**Task description**
Once the line with "box: [568, 339, 658, 422]" is found in the data, output it and each following line exactly, up to and including the line with "positive clicks: (39, 388)", and nothing before or after.
Segment Start: The input
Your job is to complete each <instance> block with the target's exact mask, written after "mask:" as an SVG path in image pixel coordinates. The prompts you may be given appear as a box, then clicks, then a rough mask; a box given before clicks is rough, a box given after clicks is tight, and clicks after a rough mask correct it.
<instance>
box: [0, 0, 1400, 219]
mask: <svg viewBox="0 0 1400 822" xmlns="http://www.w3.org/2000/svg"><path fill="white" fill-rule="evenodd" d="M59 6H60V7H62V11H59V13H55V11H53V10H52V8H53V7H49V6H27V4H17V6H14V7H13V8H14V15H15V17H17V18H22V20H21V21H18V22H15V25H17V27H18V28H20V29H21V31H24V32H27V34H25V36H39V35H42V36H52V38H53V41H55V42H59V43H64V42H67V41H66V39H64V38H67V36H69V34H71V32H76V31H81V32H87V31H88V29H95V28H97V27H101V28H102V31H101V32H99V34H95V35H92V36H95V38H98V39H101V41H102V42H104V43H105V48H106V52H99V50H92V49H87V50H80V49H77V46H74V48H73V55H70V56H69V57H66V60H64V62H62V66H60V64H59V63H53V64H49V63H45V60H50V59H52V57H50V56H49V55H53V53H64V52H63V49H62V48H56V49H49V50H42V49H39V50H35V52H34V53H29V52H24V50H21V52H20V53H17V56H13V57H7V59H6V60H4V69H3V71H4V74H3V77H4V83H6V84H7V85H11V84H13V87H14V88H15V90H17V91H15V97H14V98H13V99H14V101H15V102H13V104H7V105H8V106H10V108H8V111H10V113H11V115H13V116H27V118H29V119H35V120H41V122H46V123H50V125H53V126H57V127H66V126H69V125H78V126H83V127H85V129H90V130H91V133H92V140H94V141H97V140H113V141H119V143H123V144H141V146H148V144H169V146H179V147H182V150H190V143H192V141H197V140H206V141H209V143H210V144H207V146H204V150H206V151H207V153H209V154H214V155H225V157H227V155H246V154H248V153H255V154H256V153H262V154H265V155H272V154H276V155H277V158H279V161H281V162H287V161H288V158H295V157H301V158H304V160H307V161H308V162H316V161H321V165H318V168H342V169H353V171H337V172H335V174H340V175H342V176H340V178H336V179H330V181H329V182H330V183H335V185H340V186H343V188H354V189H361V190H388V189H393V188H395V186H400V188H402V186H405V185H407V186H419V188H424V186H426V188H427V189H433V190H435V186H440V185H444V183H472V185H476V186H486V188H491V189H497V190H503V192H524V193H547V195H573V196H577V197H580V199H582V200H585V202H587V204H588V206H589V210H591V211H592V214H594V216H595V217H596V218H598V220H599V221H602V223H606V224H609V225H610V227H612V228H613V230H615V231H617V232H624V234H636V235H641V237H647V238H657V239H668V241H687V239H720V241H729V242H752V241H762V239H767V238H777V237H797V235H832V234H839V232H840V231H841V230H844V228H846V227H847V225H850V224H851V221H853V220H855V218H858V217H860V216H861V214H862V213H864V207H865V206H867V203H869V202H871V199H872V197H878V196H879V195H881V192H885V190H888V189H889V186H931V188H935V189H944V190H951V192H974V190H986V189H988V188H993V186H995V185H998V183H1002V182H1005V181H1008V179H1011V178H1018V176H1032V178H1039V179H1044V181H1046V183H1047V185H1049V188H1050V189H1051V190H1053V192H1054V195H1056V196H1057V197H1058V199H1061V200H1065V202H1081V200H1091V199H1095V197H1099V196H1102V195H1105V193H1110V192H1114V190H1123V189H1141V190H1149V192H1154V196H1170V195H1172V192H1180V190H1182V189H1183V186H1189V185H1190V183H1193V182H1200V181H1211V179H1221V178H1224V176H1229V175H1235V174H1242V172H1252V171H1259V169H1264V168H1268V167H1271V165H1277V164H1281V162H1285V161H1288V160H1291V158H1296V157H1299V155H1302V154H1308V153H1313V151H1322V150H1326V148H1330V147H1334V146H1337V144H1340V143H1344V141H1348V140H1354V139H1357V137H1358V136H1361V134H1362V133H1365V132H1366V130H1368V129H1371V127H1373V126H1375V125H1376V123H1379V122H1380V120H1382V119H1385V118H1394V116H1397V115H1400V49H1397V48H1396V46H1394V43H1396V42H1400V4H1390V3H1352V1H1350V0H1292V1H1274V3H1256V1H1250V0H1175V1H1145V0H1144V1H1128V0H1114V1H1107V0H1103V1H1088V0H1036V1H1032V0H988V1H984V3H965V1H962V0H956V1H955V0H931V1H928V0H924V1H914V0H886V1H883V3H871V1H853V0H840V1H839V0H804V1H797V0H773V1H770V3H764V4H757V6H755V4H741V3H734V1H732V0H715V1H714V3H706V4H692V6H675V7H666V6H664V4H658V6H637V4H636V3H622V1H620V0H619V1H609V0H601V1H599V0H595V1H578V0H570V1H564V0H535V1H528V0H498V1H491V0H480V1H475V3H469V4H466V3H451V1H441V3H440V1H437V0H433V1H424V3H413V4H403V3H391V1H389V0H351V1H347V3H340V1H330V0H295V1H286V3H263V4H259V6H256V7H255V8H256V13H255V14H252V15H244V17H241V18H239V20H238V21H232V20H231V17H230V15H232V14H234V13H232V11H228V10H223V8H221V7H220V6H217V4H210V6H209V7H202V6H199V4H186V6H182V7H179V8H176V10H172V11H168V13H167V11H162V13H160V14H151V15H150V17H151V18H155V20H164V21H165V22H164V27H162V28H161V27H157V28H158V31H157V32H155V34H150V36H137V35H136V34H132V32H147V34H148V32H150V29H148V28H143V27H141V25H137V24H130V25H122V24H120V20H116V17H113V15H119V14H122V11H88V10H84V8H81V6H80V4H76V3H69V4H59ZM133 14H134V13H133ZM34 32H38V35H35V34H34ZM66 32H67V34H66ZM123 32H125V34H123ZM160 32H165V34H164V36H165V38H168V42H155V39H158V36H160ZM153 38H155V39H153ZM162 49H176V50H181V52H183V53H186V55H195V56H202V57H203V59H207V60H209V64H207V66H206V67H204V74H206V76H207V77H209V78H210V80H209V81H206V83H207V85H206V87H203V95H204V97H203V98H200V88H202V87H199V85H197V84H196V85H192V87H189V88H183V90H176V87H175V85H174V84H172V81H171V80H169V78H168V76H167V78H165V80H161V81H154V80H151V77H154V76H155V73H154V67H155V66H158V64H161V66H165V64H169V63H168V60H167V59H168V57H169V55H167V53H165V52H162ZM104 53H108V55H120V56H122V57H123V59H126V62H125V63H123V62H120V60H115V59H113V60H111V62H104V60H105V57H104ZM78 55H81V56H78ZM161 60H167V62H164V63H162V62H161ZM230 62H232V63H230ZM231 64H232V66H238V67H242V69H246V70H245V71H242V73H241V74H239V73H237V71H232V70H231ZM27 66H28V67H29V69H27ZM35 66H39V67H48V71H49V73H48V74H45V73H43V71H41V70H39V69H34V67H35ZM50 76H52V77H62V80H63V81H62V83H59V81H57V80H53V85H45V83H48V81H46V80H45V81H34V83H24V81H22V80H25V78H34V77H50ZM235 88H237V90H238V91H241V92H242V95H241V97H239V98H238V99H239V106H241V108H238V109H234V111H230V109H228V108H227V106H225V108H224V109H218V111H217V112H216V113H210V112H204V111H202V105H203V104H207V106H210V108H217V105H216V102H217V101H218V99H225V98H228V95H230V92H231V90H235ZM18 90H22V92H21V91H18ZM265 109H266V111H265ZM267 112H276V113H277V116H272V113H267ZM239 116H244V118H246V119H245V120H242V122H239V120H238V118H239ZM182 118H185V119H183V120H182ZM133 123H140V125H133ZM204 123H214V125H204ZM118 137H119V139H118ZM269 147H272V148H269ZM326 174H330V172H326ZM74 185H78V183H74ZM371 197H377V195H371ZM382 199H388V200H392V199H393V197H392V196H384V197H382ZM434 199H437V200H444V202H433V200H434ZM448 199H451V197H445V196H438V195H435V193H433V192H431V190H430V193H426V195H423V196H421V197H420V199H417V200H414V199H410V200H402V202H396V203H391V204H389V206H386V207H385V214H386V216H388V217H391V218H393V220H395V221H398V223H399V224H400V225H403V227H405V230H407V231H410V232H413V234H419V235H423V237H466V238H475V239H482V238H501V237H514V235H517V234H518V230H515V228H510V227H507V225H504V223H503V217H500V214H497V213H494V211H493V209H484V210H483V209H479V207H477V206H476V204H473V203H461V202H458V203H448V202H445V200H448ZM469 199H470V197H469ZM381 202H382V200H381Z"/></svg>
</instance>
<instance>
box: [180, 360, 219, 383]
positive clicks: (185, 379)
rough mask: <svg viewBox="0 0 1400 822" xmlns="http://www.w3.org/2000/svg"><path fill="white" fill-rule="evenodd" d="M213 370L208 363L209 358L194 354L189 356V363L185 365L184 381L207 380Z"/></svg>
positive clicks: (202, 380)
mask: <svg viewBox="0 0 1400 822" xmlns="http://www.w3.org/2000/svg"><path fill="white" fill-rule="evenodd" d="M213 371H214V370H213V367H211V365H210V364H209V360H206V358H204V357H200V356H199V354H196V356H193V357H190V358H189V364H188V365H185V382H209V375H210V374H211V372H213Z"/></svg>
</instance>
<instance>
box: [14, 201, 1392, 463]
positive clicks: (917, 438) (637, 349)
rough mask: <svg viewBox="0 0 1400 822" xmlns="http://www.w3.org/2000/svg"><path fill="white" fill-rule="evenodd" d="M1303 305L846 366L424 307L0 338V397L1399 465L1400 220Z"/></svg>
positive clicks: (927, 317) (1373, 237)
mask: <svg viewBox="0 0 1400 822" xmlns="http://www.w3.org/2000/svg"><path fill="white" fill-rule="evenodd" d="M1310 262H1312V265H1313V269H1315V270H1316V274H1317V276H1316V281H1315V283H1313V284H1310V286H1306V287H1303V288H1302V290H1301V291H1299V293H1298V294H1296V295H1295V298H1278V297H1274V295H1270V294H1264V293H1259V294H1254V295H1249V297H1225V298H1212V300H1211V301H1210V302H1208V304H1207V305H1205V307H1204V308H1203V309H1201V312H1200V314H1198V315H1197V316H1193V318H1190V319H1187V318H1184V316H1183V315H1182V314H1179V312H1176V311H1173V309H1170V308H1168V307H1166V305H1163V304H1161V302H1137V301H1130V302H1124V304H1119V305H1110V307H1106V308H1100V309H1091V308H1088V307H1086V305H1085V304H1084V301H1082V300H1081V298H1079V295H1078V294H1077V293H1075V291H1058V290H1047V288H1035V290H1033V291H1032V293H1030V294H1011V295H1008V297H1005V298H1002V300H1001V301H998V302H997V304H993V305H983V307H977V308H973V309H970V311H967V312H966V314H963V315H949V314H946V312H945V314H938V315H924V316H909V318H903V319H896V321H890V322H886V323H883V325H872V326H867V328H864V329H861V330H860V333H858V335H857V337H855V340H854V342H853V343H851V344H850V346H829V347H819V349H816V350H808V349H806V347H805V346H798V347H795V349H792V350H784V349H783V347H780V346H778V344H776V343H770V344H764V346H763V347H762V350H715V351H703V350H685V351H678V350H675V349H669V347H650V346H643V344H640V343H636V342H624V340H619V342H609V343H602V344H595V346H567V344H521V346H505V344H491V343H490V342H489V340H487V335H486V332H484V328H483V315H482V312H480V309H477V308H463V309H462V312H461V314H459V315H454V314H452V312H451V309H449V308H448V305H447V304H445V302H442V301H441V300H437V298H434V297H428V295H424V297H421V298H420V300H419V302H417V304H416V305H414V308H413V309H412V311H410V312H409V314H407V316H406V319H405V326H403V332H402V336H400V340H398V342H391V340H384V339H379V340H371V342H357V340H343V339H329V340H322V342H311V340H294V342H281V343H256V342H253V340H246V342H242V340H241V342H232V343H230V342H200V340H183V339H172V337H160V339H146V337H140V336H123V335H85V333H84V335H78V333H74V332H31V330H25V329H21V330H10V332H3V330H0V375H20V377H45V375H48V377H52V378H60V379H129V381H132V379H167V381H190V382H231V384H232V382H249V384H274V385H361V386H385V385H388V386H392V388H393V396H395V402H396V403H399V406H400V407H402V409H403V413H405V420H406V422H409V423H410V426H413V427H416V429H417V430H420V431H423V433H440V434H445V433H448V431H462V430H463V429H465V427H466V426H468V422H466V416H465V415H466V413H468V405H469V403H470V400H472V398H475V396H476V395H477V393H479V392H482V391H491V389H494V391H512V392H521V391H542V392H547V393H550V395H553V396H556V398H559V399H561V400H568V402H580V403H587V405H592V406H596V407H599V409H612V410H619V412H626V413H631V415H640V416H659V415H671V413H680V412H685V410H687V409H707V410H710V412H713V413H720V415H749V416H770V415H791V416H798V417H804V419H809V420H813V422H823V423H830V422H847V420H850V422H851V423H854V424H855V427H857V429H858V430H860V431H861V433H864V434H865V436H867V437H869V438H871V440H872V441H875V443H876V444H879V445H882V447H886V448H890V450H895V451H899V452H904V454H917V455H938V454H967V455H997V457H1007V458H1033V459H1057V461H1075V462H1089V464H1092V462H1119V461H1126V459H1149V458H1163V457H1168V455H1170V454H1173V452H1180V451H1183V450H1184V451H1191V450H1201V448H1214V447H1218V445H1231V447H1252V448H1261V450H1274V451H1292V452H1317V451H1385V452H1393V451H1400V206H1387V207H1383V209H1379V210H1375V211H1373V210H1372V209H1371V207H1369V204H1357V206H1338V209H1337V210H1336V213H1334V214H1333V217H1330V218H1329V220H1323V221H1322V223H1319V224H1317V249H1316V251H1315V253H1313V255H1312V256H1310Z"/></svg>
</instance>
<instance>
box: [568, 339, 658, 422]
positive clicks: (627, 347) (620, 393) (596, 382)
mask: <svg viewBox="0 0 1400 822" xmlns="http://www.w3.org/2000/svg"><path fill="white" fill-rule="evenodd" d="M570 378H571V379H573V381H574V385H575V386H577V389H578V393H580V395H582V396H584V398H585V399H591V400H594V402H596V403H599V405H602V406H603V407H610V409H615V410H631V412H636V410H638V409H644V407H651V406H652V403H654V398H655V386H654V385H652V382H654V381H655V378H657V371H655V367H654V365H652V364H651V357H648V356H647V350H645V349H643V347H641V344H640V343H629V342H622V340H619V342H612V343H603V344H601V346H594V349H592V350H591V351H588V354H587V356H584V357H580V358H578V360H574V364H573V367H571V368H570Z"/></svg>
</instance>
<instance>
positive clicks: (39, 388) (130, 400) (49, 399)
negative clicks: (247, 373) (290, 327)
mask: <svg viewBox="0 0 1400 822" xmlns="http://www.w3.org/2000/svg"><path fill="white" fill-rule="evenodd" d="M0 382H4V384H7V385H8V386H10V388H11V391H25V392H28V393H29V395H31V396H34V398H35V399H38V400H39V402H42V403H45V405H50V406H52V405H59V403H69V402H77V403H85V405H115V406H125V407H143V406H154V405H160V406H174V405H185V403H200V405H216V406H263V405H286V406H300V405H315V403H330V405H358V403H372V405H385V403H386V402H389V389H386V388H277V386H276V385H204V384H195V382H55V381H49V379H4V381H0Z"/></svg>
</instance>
Segment End: The input
**Written answer**
box: [568, 339, 658, 422]
positive clicks: (627, 347) (620, 393) (596, 382)
mask: <svg viewBox="0 0 1400 822" xmlns="http://www.w3.org/2000/svg"><path fill="white" fill-rule="evenodd" d="M570 378H571V379H573V381H574V385H575V386H577V389H578V393H580V395H582V396H584V398H585V399H591V400H594V402H596V403H599V405H602V406H603V407H610V409H615V410H631V412H636V410H638V409H644V407H651V406H652V403H654V398H655V386H654V385H652V382H654V381H655V378H657V371H655V367H654V365H652V364H651V357H648V356H647V350H645V349H643V347H641V344H640V343H629V342H622V340H619V342H612V343H603V344H601V346H594V349H592V350H591V351H588V354H587V356H584V357H580V358H578V360H574V364H573V367H571V368H570Z"/></svg>
</instance>
<instance>
positive clicks: (39, 388) (130, 400) (49, 399)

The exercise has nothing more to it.